In the article on cosmetic injectables, how much more do good-looking people earn than those considered less beautiful?

» **Document segment**
-- Opening Marker --

As a female journalist working in television, I’ve felt the pressure of “always looking your best”. And I admit to getting a bit of “baby botox” – small doses of anti-wrinkle treatments. But I can see that doing that can be the gateway to an obsessive, never-ending cycle of jabs.
Yet, after taking a closer look at the cosmetic injectables industry for an ABC Catalyst documentary, some research on the negative impacts has me raising my eyebrows over my choices, though only slightly because I’ve frozen parts of my forehead.
Journalist Antoinette Lattouf with a participant in the Botox experiment.
Credit:ABC
Beyond two eyes, a nose and a mouth, it’s easy to forget that, from an evolutionary perspective, the face serves some fundamental human functions. Faces help us quickly ascertain if someone is safe and can be trusted, or if they are hostile and a threat to our safety. It also gives us clues about a person’s health and who would make a good mating partner.
Science also tells us that being attractive is beneficial. Newborn babies prefer to look at beautiful faces. Good-looking people earn about 20 per cent more than those deemed less beautiful. So, you get paid more, and probably laid more if you’ve got a good face.
It’s perhaps why humans have chased beauty for eons, and we’re now making semi-permanent and even permanent changes to our faces en masse with the likes of Botox, dermal fillers and cosmetic surgery.

-- Closing Marker --

» **Given material**
-- Opening Marker --

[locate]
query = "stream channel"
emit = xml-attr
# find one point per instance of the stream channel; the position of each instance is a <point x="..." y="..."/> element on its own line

-- Closing Marker --

» **Answer space**
About 20 percent more.